Data for the task —
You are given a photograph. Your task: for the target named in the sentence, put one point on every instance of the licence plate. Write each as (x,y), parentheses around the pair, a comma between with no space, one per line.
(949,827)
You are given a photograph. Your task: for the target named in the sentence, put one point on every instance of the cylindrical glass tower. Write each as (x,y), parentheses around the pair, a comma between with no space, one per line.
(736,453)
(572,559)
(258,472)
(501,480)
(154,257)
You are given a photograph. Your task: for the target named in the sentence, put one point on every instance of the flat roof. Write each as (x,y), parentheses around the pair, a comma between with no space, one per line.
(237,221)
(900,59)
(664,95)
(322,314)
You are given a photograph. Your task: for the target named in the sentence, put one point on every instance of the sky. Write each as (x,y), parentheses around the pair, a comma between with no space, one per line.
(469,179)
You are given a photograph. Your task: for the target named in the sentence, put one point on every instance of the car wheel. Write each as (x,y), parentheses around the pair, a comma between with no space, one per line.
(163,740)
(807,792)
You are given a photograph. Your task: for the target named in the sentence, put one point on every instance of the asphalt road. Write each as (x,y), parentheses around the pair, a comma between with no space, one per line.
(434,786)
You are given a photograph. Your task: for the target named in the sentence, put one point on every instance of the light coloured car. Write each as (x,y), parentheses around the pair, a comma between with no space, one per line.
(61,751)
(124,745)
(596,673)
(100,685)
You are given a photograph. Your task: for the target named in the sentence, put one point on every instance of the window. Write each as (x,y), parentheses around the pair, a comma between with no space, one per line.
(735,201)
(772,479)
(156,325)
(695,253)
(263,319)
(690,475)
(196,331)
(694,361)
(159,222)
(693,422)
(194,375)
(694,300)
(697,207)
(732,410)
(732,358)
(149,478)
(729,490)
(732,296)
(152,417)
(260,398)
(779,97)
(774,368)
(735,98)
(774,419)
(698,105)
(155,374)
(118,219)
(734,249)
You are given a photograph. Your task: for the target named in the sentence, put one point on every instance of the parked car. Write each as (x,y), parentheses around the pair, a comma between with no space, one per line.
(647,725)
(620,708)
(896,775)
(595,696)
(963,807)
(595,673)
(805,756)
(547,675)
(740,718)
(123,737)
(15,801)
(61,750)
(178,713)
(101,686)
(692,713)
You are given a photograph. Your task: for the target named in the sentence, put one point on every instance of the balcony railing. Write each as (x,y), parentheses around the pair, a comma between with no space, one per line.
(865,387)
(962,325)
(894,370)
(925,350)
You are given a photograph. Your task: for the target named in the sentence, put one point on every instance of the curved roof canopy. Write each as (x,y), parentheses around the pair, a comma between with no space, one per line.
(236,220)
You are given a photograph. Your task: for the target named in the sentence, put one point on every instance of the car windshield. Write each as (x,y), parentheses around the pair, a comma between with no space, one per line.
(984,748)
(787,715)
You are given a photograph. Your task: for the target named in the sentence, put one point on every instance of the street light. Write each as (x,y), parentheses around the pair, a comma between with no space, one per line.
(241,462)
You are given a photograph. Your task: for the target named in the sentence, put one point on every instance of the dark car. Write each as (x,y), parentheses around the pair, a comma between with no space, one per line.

Exercise details — Lines before the one containing "of the parked" are to be left out; that line and every line after it through the end of the data should be copied exactly.

Task result —
You are given a photograph. Your task: for the target named in the sentence, put one point on every instance of the parked car. Write each as (x,y), parentheses around the pair, a comma between with no space, one per line.
(647,725)
(620,708)
(896,775)
(595,696)
(963,807)
(595,673)
(805,756)
(547,675)
(740,718)
(123,737)
(15,801)
(61,750)
(178,713)
(101,686)
(692,713)
You are given a photograph. Your task: for the target named in the sentence, put one point on every instance of the balcony railing. Write each as (x,y), parentheses around the pair, a comma between with no space, one per line.
(865,387)
(962,325)
(894,370)
(925,350)
You are given a photograph. Your task: for the target named in the sentence, put one point on every instance of the curved roof canopy. Write each as (x,y), parentheses around the pair, a comma between with no space, one per line.
(236,220)
You are given a photograph. Your task: for the target named in the sentence, put one point on every instance of the car windshield. Write each as (x,y), parentheses around the pair, a comma between with no space, one per line.
(984,748)
(787,715)
You are given a photograph. Your task: for the target named in the sentence, put one point on every instance of the street light. Write each as (x,y), parentheses around the pair, a comma between with no space, one per line.
(241,462)
You are given a photograph. Your task: for the target named in the sentence, put one point on every instance of the dark car. Write each as (x,y), parentheses around the pair, a comma between with no space, one per line.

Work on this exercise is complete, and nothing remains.